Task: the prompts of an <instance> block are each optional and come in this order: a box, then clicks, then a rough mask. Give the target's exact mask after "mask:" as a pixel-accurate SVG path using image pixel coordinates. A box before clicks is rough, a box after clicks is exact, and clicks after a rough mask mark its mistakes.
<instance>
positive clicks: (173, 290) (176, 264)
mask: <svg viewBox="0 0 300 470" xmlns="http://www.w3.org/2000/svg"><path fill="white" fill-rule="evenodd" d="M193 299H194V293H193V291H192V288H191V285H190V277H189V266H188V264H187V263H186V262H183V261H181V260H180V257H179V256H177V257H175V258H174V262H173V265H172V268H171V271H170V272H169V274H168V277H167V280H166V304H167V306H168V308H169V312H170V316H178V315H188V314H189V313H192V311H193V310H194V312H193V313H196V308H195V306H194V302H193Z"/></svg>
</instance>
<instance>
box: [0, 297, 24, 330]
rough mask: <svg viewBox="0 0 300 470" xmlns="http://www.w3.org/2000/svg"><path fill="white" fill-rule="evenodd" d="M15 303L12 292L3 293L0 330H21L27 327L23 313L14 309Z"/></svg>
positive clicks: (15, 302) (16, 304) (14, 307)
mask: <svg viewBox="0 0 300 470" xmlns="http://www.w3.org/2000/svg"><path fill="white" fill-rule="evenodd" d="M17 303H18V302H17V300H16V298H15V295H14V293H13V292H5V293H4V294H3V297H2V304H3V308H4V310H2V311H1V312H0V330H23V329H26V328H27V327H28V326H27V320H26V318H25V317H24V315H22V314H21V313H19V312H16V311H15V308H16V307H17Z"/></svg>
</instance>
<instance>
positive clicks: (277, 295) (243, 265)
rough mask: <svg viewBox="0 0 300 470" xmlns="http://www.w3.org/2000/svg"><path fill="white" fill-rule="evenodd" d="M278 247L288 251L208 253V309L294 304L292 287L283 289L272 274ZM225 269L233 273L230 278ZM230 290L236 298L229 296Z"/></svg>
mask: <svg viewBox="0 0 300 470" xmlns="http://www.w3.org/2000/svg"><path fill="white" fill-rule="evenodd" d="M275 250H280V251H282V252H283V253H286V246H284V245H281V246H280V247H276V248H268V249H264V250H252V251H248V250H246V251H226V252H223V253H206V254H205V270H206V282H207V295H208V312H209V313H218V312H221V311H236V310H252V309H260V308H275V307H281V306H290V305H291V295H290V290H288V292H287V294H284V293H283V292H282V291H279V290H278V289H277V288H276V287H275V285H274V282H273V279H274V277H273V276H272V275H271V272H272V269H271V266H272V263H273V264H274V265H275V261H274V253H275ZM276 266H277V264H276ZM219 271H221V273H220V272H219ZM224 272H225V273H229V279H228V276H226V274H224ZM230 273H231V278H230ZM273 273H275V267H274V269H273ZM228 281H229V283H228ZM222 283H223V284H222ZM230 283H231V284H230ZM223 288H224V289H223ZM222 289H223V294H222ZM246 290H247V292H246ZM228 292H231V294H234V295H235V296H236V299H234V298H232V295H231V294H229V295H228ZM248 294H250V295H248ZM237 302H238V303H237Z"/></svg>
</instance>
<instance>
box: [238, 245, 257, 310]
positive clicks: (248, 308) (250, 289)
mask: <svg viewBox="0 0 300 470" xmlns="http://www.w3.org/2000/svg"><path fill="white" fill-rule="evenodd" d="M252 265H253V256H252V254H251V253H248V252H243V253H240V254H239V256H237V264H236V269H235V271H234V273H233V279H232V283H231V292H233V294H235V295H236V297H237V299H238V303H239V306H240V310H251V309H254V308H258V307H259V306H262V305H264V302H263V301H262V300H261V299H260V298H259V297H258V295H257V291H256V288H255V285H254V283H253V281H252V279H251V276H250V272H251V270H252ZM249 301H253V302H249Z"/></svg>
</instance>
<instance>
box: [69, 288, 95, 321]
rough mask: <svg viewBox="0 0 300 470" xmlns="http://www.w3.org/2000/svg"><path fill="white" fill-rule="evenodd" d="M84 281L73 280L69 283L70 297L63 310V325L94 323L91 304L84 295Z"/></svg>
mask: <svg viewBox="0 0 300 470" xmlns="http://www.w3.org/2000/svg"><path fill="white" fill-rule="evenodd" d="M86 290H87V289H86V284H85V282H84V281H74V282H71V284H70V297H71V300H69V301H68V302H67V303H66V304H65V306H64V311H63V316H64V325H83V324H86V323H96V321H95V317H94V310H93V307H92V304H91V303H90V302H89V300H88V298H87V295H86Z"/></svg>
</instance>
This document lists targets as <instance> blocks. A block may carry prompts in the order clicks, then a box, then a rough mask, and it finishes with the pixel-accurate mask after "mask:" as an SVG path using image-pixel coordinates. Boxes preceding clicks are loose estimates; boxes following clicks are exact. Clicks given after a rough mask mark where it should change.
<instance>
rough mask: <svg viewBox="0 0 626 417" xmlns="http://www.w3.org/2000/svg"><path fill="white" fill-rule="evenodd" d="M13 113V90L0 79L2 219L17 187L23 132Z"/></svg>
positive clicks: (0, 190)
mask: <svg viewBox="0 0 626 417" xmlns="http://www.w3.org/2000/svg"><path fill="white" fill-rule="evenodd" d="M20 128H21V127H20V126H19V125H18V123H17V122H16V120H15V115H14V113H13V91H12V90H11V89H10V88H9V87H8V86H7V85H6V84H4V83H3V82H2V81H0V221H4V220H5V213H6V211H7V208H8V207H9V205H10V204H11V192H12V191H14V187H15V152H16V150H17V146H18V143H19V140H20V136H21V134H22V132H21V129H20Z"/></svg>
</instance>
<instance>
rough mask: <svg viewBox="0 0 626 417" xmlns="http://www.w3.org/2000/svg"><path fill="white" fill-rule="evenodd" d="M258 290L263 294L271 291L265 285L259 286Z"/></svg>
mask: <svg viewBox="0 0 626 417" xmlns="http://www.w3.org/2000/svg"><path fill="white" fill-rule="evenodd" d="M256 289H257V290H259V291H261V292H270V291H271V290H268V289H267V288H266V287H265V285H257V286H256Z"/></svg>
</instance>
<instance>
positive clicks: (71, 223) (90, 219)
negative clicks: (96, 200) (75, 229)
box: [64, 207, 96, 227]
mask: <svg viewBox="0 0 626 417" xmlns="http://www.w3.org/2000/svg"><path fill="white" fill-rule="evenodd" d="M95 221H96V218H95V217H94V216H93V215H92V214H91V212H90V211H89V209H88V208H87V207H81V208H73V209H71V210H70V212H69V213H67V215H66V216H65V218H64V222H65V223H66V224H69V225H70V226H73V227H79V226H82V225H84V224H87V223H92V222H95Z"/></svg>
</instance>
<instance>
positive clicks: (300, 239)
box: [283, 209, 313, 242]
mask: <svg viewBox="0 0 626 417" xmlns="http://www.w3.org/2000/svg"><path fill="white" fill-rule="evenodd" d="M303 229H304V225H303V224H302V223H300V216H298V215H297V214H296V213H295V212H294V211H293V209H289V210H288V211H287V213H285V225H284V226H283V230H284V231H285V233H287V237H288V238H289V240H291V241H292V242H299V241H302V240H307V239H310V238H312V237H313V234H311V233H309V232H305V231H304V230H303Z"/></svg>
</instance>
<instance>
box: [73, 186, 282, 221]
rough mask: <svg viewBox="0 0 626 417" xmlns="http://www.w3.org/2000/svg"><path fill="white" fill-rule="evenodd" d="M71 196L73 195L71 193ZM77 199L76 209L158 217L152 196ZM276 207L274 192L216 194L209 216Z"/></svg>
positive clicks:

────

Scan the material above for lines that contain the string "coordinates", and copy each such line.

RESULT OF THIS TASK:
Task: the prompts of an <instance> block are each optional and come in this order: a box, then clicks, then a rough mask. Give the target's exact mask after "mask:" as a pixel-accurate SVG path using image pixel coordinates. A box before clicks is rough, a box after clicks is exact, and clicks after a rough mask mark its mistakes.
This document lists targets as <instance> blocks. A block may carry prompts in the order clicks, then a box, then a rough mask, and it finishes with the pixel-accurate mask after "mask:" as an SVG path using image-pixel coordinates. Boxes preceding clicks are loose estimates; boxes following clicks are exact. Clicks given after a rough mask mark where it should change.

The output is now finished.